◆ **TASK REQUIREMENTS**:
Reproduce the entries exactly and omit the pictures.

(Stored data entries)

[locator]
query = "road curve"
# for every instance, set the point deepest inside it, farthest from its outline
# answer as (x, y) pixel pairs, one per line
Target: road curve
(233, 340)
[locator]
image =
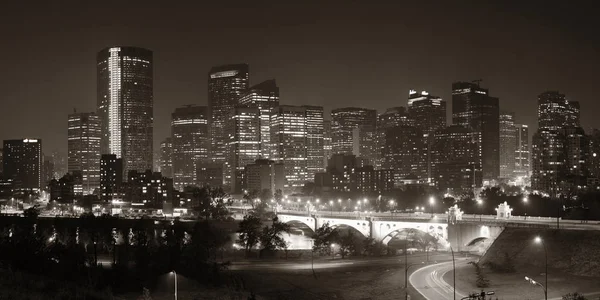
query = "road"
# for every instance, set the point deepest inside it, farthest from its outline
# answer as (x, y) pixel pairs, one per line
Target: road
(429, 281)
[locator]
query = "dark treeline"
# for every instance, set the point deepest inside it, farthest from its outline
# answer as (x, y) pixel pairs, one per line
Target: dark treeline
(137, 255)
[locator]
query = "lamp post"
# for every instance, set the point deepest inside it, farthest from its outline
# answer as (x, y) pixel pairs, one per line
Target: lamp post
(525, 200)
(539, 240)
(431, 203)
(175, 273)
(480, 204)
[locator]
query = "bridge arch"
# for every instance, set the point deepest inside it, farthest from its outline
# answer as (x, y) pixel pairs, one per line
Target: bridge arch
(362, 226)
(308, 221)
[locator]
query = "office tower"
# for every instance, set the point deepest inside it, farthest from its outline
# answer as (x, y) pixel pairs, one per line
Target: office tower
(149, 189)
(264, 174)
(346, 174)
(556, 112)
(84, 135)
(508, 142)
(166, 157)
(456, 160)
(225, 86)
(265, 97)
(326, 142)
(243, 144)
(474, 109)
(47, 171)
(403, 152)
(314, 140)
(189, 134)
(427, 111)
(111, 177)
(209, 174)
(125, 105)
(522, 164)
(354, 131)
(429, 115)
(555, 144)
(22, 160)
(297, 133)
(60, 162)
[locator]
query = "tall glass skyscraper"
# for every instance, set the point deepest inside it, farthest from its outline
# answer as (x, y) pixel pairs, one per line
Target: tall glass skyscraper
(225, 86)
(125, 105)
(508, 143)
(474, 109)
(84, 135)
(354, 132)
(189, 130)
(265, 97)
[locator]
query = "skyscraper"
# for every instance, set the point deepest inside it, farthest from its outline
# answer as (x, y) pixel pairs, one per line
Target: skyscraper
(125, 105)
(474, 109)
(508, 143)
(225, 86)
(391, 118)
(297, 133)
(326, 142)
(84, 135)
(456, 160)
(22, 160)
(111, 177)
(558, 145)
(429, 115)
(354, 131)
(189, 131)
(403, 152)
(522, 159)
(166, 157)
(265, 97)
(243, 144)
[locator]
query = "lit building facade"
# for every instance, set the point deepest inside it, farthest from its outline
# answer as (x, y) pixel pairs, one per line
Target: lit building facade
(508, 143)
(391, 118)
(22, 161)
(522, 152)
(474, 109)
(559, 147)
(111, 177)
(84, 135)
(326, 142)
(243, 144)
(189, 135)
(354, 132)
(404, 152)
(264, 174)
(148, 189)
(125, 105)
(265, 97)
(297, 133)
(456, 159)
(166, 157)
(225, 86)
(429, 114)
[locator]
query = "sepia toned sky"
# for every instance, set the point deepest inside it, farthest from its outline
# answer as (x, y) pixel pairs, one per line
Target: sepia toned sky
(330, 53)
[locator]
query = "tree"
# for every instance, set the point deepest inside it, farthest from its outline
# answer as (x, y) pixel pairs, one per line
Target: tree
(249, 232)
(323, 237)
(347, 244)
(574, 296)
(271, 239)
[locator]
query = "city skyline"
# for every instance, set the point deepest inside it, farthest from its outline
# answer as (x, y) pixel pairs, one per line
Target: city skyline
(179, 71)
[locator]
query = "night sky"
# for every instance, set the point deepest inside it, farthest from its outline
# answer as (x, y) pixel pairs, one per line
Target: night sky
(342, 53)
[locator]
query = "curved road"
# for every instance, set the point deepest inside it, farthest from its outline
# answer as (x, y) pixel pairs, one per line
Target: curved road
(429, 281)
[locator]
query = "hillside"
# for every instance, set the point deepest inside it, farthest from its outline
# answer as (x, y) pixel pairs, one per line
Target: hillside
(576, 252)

◆ **RESULT FOR THIS EXERCISE**:
[locator]
query = "road curve"
# for every instance, set the point deepest inside it, farthest from its outline
# answer as (x, y) pixel pairs, one per line
Target: road curve
(233, 340)
[locator]
image =
query = "road"
# for every instance, set the point deepest inside it, farthest from its outline
# answer as (x, y) pixel pairs, one per line
Target: road
(429, 281)
[locator]
query = "dark treeline"
# for every instance, set the point deepest inside it, farthest from its outline
# answer as (x, y) pixel pairs, one per line
Target: dark treeline
(137, 255)
[locator]
query = "lamp post"
# for every instance, set the point deepest inside it, farthest from its outline
# answer as (x, y) pixel pairs, one per line
Target: lamp post
(525, 200)
(539, 240)
(431, 203)
(175, 273)
(480, 204)
[locator]
query = "bridge arch"
# for every instance, set the point deepest inside it, farthest from its outline
# answer as (x, y) pixel pairs, one per line
Target: bridge arch
(362, 226)
(308, 221)
[locator]
query = "office tower"
# for every instance, set the point deepest inside it, farthest from its outline
# answer as (x, y) pixel pairs, one per line
Target: office tower
(149, 189)
(264, 174)
(346, 174)
(556, 112)
(84, 135)
(508, 142)
(166, 157)
(456, 160)
(225, 86)
(265, 97)
(326, 142)
(243, 144)
(474, 109)
(47, 171)
(403, 152)
(314, 140)
(189, 134)
(427, 111)
(111, 177)
(209, 174)
(125, 105)
(522, 164)
(354, 131)
(429, 115)
(555, 144)
(22, 160)
(297, 133)
(60, 162)
[locator]
query = "tall glass skyscraper"
# for every instance, set the point deepest inside it, farthest from its outline
# answer as (x, y) pixel pairs, one per line
Target: tall glass skyscraper
(225, 86)
(125, 105)
(508, 143)
(474, 109)
(84, 135)
(354, 132)
(189, 130)
(265, 97)
[locator]
query = "skyscraper"
# for every instance, set the point deepest inside it, farthest from its outline
# answer as (x, y) pixel pairs, one per line
Target: skyscraper
(125, 105)
(474, 109)
(508, 143)
(225, 86)
(391, 118)
(297, 133)
(326, 142)
(84, 135)
(456, 160)
(22, 160)
(111, 177)
(558, 145)
(429, 115)
(354, 131)
(189, 131)
(403, 152)
(522, 159)
(166, 157)
(265, 97)
(243, 144)
[locator]
query = "lit building facade"
# for every instance, set the point deepest inside it, farthest from its outline
# answer as (x, y) pixel pairs, one per line
Target: lit building facade
(508, 143)
(391, 118)
(22, 161)
(522, 152)
(474, 109)
(559, 147)
(111, 177)
(84, 135)
(326, 142)
(243, 144)
(189, 135)
(354, 132)
(404, 152)
(264, 174)
(148, 189)
(125, 105)
(265, 97)
(297, 133)
(456, 159)
(166, 157)
(225, 86)
(429, 114)
[locator]
query = "sepia toned sky"
# for every instance, set the point deepest inside it, farthest from its outline
# answer as (x, y) pixel pairs, one per line
Target: sepia toned sky
(330, 53)
[locator]
query = "tree"
# for every instance, set the point deepest inside it, farthest from its outline
# answer as (x, y) pixel pairs, one per line
Target: tree
(249, 232)
(323, 237)
(347, 244)
(574, 296)
(271, 239)
[locator]
query = "city skyline"
# for every instance, set the point deepest inside it, farthest from its outline
# answer as (x, y) pixel pairs, one per line
Target: city skyline
(179, 71)
[locator]
query = "night sky"
# for every instance, set the point deepest inside it, farthest from its outline
# answer as (x, y) pixel pairs, one per line
Target: night sky
(342, 53)
[locator]
query = "curved road"
# for every instance, set the point deepest inside it, farthest from its outline
# answer as (x, y) pixel pairs, one per line
Target: curved road
(429, 281)
[locator]
query = "hillside"
# for every instance, set the point deepest inside it, farthest from its outline
# answer as (x, y) pixel pairs, one per line
Target: hillside
(576, 252)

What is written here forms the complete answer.